Siempre hay que estar a favor de quien desempeña la cartera de Educación y Cultura. La han tenido en sus manos grandes administradores, un excelente intelectual, alguna señorita insulsa y un loco furioso, pero, al margen de virtudes y defectos, siempre padece carencia de medios y una letal sobreexposición mediática, factores que inducen a la más cordial benevolencia. A veces se acierta y en otras se yerra. En el haber reciente del Ministerio actual cuenta el modo de la recuperación de los diarios de Azaña y en el debe ese último nombramiento de patronos del Reina Sofía que debiera ruborizar al más atezado de los adictos.Pero a los peligros que a ese Ministerio le rondan hay que sumar uno muy reciente: el de la asomatognosia. Me apresuro a explicarlo antes de que alguien se ofenda. Al parecer, tan curioso nombre se emplea para designar una enfermedad consistente en que quien la padece ignora la ubicación de su cuerpo en el cosmos. De ella y de su vigencia en la política española habló por vez primera López Rodó en una entrevista publicada por Salvador Panikker hace treinta años.

La gravedad de lo que ha sucedido con el decreto de Humanidades no reside en que sea la primera derrota del Gobierno y en la adicción a repetirla en otras cuestiones que de forma inevitable va a provocar. Tampoco se encuentra en que por vez primera prácticamente todo lo que cuenta en el mundo intelectual y político de Barcelona se haya alineado contra lo decidido en Madrid. Ni siquiera -con ser eso también inédito- que varias Comunidades se alíen contra el Gobierno central. Consiste en la asomatognosia que denota.

Se padece la asomatognosia cuando uno ignora la situación parlamentaria en que sobrevive. Los Gobiernos sin mayoría propia deben saber que cada día hay que pactar doce cosas, tragarse seis sapos y dejarse perdonar la vida cinco veces. Otro síndrome de la enfermedad consiste en olvidar la importancia que la Historia tiene para los nacionalistas. Lea la ministra de Cultura el último libro de Pujol, publicado este año: al presidente se le puede tocar una competencia, pero no a Jaume I. Un tercer síntoma se aprecia en aquellos casos en que se elabora con considerable reserva una disposición en última instancia no tan trascendente y se presenta como una heroicidad salvífica. Los marginados, entonces, se sublevan, por cuestión de principio, contra lo que piensan que está elaborado a sus espaldas y contra ellos.
◇ ◇ ◇ ◇ ◇ ◇ ◇
# PREGUNTAS POR RESPONDER:
1: Traduzca al inglés la siguiente oración del texto de referencia: «Se padece la asomatognosia cuando uno ignora la situación parlamentaria en que sobrevive.»
2: Reproduzca del texto de referencia el tramo que va desde «Se padece la» hasta «y contra ellos.», ambos incluidos.
◇ ◇ ◇ ◇ ◇ ◇ ◇
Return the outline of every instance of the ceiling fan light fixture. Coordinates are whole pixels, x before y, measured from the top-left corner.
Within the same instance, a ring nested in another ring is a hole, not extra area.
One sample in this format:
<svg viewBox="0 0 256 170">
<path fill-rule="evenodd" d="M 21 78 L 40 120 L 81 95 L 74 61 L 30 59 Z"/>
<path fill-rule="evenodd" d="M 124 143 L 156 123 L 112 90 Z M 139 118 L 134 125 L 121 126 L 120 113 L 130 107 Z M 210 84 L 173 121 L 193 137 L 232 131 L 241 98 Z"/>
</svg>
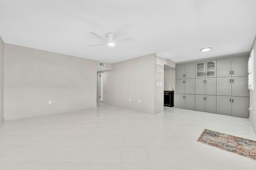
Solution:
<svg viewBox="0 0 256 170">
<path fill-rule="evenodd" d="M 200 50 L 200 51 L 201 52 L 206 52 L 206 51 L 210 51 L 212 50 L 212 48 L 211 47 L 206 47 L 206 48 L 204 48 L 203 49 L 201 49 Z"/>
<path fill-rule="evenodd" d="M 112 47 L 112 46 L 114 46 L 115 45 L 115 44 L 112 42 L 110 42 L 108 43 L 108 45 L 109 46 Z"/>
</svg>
◇ ◇ ◇ ◇ ◇ ◇ ◇
# SOLUCIONES POR ORDEN:
1: One suffers from asomatognosia when one is unaware of the parliamentary situation in which one survives.

2:
Se padece la asomatognosia cuando uno ignora la situación parlamentaria en que sobrevive. Los Gobiernos sin mayoría propia deben saber que cada día hay que pactar doce cosas, tragarse seis sapos y dejarse perdonar la vida cinco veces. Otro síndrome de la enfermedad consiste en olvidar la importancia que la Historia tiene para los nacionalistas. Lea la ministra de Cultura el último libro de Pujol, publicado este año: al presidente se le puede tocar una competencia, pero no a Jaume I. Un tercer síntoma se aprecia en aquellos casos en que se elabora con considerable reserva una disposición en última instancia no tan trascendente y se presenta como una heroicidad salvífica. Los marginados, entonces, se sublevan, por cuestión de principio, contra lo que piensan que está elaborado a sus espaldas y contra ellos.